**Written request**
Will you render the data from its first line through the line containing "(401, 285), (552, 635)", both ends included, as a Markdown table with the columns Row and Line, skipping blank lines and leaving the pictures out?

═══ Record set

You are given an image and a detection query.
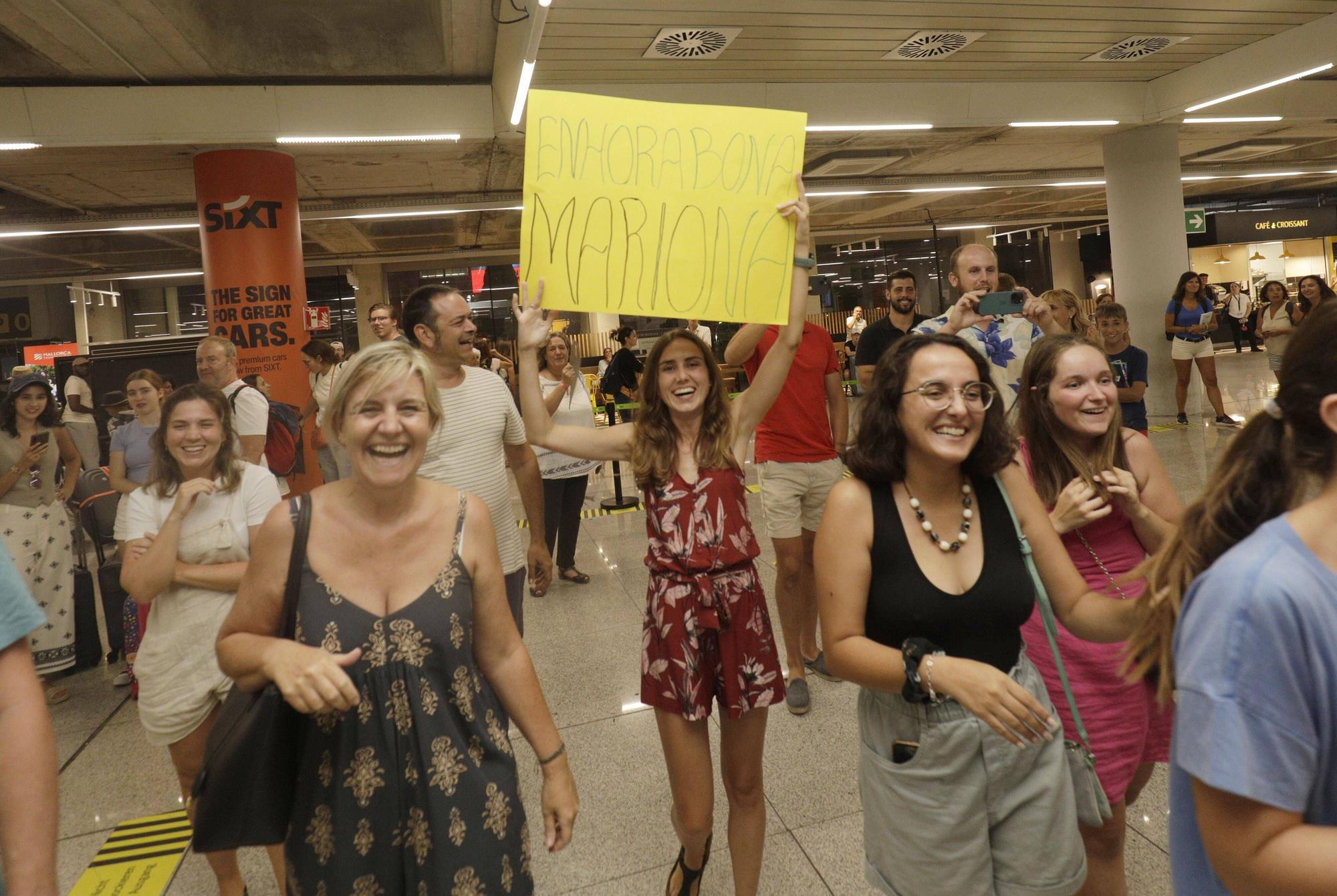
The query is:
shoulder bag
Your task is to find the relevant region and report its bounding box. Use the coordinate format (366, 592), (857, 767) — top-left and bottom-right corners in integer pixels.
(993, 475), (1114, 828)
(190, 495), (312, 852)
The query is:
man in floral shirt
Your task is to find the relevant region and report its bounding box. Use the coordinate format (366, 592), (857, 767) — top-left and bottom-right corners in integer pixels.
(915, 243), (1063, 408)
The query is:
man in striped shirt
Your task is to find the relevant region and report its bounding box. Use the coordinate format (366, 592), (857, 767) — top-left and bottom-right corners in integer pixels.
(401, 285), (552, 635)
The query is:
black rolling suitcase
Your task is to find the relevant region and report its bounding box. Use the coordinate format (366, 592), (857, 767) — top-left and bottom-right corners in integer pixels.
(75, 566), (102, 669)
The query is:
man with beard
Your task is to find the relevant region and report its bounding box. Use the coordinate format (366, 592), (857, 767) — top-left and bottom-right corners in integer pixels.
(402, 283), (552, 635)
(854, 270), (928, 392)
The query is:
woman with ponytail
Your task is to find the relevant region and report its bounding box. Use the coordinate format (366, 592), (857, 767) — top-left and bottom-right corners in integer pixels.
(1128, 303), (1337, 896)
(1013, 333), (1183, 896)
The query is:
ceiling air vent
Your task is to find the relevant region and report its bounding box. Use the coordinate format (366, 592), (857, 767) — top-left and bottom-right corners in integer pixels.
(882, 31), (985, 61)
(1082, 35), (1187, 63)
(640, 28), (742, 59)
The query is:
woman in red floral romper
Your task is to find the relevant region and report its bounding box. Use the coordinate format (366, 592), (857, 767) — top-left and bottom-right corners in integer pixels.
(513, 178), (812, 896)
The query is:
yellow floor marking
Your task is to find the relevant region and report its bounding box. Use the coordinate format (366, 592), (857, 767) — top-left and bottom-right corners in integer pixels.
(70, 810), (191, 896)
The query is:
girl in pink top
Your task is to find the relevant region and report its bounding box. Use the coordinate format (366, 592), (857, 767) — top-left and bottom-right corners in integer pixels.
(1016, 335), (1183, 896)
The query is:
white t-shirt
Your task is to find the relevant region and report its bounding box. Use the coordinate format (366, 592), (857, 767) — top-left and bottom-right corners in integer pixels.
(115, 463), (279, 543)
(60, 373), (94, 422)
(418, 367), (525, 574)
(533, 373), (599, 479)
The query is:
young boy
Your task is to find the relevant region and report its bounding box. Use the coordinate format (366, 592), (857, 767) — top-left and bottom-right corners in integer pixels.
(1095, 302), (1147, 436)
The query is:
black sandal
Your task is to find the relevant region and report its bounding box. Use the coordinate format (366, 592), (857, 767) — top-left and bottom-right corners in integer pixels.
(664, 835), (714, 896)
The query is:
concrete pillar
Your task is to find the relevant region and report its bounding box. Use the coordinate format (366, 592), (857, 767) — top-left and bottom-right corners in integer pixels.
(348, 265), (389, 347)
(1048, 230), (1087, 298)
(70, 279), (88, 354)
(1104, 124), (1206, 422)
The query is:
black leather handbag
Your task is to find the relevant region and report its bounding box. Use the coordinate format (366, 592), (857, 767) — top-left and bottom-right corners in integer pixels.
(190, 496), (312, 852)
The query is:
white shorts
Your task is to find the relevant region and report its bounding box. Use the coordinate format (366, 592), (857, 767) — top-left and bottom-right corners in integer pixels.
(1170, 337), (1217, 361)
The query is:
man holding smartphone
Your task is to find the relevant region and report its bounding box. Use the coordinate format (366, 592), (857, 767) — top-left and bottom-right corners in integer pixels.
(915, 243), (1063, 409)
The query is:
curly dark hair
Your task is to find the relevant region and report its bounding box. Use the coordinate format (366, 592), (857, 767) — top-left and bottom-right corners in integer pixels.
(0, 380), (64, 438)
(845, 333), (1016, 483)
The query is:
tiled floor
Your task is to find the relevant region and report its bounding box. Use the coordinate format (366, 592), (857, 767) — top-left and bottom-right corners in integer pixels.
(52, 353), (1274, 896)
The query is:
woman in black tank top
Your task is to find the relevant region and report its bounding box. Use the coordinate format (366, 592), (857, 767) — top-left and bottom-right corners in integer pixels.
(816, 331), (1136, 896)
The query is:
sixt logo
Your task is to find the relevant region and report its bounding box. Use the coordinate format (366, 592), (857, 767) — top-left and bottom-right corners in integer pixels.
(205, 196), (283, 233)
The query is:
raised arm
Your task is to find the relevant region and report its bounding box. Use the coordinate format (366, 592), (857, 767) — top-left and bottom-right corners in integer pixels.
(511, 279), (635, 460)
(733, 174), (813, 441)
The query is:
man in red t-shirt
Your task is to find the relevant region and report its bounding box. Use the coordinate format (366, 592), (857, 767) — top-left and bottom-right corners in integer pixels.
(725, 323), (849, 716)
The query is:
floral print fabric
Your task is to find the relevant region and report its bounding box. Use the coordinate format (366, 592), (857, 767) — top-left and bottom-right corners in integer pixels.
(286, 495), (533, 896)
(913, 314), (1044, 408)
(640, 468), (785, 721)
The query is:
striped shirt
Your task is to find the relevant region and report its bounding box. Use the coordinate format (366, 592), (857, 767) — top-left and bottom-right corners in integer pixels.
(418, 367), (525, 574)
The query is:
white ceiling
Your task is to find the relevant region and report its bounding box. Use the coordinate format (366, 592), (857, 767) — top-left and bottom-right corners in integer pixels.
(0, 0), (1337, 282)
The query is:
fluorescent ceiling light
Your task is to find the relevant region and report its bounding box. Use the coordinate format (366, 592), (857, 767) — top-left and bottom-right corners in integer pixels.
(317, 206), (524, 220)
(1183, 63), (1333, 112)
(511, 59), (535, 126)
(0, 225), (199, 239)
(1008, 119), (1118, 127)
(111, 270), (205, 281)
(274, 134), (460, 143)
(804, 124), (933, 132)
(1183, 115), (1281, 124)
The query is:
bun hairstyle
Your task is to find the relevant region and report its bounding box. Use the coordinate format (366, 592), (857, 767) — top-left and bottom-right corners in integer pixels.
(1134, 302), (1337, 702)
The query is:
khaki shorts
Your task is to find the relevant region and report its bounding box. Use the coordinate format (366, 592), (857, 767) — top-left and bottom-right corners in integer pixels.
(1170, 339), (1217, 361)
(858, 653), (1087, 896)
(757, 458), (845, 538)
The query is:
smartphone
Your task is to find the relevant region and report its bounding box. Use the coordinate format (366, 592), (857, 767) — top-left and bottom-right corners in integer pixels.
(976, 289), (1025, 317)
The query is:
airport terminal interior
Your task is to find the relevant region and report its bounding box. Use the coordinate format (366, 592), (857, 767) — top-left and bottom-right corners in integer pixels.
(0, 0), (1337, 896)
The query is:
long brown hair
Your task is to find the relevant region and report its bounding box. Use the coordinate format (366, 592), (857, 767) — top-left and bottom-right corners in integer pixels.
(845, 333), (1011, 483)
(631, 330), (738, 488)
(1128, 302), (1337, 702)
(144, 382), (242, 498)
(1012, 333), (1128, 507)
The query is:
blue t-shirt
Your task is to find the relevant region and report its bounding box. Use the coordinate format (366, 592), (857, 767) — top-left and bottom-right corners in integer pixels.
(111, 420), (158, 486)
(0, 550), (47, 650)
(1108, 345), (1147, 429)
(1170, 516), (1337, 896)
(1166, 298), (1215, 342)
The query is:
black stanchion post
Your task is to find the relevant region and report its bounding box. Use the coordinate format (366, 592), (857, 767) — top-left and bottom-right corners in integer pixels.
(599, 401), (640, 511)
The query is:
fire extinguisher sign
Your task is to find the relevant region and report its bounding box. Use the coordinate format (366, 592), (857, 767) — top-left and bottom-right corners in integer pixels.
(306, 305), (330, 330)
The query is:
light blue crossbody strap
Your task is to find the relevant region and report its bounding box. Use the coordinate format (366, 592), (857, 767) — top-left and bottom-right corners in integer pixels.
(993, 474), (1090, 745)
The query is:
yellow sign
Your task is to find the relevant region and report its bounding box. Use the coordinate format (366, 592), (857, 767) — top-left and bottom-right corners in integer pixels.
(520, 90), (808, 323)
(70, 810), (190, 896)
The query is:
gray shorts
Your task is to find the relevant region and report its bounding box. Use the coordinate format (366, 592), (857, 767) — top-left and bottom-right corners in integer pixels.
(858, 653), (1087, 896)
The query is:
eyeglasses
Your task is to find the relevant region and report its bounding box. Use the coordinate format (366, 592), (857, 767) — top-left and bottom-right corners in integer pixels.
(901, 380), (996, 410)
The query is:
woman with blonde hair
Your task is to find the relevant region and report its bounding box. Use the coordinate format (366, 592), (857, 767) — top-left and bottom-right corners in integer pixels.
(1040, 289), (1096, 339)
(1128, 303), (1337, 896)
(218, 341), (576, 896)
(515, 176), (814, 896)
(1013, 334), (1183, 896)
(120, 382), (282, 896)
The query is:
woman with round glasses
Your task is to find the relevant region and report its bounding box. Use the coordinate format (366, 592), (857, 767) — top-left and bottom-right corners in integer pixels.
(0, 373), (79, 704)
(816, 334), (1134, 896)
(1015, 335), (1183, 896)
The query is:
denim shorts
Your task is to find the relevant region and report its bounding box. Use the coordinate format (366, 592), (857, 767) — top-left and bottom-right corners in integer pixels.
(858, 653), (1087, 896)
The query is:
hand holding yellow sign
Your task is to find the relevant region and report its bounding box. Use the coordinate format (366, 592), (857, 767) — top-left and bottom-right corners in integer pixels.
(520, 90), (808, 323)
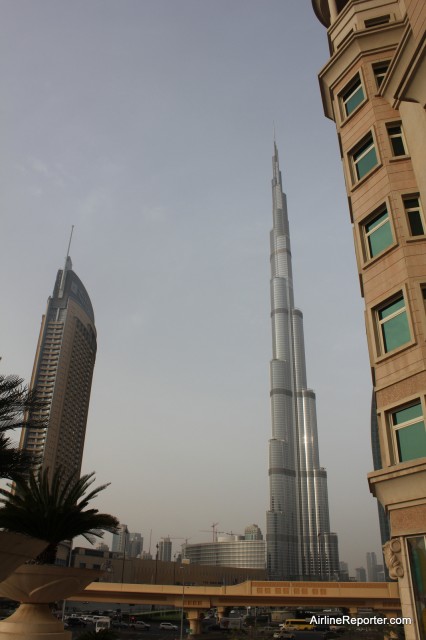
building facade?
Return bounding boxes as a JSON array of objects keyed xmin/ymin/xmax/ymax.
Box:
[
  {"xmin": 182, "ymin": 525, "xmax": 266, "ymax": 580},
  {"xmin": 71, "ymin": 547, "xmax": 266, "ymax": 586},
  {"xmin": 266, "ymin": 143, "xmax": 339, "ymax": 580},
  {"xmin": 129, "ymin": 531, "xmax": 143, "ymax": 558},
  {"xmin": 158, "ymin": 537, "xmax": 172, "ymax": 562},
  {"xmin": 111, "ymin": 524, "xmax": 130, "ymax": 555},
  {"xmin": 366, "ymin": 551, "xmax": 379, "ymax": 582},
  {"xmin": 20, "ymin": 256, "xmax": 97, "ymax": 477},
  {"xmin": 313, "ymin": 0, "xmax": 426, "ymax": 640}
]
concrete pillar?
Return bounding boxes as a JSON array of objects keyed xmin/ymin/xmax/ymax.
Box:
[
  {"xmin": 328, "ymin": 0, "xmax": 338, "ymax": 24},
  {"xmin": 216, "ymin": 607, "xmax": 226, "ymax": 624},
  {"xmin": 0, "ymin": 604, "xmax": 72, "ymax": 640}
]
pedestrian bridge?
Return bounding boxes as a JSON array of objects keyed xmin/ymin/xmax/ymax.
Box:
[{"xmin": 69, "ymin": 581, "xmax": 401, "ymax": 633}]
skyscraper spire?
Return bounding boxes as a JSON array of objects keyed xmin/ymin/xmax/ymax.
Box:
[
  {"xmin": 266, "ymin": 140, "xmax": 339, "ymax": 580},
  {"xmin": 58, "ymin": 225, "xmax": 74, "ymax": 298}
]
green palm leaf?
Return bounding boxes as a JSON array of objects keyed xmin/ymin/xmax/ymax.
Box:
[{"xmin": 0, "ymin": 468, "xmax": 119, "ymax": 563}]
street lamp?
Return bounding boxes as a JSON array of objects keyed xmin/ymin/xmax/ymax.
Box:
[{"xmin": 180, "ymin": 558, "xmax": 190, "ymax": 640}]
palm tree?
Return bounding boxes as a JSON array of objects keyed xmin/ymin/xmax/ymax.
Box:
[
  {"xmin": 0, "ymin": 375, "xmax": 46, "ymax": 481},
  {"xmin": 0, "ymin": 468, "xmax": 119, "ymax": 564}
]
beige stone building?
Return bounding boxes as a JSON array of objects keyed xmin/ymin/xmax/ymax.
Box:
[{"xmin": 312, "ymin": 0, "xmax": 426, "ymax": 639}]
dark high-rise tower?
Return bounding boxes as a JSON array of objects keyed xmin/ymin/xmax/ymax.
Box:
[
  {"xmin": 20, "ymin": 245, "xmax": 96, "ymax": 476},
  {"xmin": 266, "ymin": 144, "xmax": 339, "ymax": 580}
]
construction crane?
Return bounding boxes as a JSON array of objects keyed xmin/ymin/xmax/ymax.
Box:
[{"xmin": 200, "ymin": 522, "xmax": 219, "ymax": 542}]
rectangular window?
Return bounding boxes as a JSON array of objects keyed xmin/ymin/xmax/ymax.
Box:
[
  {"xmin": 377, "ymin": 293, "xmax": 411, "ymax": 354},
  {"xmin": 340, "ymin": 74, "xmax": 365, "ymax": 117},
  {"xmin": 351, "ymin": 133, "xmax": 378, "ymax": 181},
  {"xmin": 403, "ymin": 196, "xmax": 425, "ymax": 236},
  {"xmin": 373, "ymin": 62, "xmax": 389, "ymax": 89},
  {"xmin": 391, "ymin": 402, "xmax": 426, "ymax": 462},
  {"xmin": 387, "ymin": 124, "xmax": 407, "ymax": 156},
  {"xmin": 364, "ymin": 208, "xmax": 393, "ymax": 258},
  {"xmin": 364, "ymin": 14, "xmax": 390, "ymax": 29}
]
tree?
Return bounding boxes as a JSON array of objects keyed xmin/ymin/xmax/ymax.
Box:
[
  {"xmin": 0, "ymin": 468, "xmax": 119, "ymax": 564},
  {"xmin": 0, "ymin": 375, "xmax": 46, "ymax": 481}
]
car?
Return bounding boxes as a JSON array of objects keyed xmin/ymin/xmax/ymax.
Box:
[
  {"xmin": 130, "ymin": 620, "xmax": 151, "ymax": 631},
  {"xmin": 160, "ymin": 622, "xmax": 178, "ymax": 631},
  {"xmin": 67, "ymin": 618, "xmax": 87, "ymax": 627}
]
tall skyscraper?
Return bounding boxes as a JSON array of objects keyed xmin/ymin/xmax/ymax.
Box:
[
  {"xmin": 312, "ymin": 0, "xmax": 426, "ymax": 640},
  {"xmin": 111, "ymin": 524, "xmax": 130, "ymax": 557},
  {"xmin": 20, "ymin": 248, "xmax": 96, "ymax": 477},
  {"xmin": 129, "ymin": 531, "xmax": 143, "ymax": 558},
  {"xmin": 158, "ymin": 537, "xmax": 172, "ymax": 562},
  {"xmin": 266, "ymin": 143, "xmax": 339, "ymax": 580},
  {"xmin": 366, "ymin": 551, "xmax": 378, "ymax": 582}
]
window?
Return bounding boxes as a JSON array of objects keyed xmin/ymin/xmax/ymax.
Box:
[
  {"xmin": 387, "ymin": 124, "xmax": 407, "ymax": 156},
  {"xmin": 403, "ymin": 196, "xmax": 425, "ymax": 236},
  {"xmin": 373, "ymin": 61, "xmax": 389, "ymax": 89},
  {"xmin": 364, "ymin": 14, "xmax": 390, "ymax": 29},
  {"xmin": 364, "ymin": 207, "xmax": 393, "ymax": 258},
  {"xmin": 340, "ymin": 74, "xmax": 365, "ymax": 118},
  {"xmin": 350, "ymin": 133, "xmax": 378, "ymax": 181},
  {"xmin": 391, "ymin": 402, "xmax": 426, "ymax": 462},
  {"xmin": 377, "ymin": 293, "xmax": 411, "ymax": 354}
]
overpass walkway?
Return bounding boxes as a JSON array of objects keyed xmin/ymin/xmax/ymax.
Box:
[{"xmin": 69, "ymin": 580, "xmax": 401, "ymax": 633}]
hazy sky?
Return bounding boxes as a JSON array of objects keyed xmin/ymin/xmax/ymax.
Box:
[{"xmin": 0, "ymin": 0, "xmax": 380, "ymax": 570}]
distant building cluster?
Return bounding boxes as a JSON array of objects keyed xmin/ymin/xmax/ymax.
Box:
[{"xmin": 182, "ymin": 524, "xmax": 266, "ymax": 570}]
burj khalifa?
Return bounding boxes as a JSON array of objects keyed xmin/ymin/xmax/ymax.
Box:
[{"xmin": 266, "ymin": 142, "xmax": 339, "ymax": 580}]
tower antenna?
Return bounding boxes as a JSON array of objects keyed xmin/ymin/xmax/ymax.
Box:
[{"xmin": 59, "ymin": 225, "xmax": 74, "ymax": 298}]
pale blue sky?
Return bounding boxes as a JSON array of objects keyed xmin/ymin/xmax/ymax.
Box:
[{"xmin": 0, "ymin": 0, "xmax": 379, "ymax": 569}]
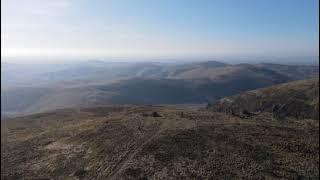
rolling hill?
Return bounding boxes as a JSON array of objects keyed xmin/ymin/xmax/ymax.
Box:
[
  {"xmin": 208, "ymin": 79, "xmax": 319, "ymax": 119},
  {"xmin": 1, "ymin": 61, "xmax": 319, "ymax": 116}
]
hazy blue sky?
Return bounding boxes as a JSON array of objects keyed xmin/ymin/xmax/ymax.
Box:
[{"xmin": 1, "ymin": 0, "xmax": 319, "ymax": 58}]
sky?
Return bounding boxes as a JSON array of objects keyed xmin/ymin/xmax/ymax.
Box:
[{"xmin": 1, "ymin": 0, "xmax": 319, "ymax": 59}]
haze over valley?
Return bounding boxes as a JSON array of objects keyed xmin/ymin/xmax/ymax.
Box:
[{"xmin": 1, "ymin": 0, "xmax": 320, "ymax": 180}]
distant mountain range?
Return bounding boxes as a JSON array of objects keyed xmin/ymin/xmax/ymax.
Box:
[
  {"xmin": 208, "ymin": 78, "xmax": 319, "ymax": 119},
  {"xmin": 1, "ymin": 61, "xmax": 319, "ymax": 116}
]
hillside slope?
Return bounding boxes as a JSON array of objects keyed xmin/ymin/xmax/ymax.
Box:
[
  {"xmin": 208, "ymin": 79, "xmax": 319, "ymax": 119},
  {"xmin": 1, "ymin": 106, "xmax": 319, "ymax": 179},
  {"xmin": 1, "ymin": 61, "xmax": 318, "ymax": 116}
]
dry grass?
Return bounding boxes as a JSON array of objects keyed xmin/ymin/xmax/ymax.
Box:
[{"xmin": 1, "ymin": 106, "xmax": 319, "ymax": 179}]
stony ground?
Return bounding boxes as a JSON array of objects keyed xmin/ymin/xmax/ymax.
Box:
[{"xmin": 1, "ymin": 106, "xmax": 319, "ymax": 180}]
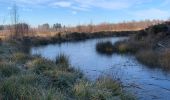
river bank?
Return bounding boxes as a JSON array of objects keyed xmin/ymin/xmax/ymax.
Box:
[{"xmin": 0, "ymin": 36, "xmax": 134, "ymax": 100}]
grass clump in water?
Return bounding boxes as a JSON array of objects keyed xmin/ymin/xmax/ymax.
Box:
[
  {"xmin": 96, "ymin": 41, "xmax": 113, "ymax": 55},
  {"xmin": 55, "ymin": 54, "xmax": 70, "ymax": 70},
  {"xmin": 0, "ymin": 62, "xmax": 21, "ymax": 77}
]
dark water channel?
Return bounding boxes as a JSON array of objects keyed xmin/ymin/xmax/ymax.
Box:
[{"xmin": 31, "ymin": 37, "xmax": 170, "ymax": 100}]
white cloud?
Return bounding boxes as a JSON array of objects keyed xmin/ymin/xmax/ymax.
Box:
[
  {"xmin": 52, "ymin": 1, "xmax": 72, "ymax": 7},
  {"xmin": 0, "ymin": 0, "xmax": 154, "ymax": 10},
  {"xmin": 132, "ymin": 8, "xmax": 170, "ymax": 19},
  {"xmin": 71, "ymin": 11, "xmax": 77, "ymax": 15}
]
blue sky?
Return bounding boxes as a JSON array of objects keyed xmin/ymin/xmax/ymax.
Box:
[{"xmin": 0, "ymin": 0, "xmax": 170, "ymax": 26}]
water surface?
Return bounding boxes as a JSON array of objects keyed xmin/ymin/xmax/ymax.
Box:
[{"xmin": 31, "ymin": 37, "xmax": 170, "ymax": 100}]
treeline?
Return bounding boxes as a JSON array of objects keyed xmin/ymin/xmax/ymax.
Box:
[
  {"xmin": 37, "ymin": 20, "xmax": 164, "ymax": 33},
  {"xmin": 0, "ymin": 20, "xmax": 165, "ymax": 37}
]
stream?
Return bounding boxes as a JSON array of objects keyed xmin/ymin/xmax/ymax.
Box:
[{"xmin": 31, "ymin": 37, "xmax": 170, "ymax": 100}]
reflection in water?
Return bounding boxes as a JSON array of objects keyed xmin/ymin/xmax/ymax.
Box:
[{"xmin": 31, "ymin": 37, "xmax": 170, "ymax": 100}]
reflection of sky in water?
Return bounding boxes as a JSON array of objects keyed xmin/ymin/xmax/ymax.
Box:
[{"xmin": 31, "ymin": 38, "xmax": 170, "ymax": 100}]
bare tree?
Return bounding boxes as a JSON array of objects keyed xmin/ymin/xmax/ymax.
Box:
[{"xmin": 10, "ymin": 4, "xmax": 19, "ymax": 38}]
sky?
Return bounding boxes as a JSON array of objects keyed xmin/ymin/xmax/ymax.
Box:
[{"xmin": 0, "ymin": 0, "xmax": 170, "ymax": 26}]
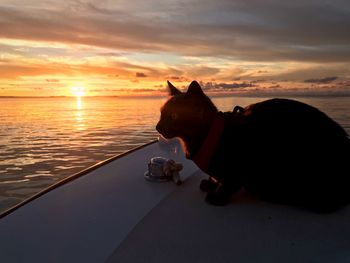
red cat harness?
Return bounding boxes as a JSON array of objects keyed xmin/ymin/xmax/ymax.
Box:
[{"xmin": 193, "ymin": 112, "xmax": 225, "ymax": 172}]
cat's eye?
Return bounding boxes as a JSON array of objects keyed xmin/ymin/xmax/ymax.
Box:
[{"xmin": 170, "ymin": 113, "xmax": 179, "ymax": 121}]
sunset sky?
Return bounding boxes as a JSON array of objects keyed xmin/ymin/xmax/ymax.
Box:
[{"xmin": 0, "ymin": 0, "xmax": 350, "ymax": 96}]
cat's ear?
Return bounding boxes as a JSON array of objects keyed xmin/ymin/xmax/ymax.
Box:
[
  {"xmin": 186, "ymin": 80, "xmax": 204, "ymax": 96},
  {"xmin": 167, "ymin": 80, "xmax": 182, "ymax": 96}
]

══════

**Solution to this exercise**
| Row | Line |
|---|---|
| 1 | You are given an image and a detection query. |
| 2 | The query is: |
| 3 | shoulder bag |
| 4 | Your task is to find the relevant region and report its bounding box. Use the coordinate format (366, 592), (857, 767) — top-left and bottom-right corners in integer pixels. |
| 5 | (993, 475), (1114, 828) |
| 6 | (190, 495), (312, 852) |
| 7 | The query is: |
| 8 | man in floral shirt |
| 9 | Your task is to find the relevant region and report its bounding box. Use the coordinate format (366, 592), (857, 767) — top-left and bottom-right corners in integer pixels. |
| 10 | (915, 243), (1063, 408) |
| 11 | The query is: |
| 12 | man in striped shirt |
| 13 | Your task is to find the relevant region and report its bounding box. Use the coordinate format (366, 592), (857, 767) — top-left and bottom-right corners in integer pixels. |
| 14 | (401, 285), (552, 635) |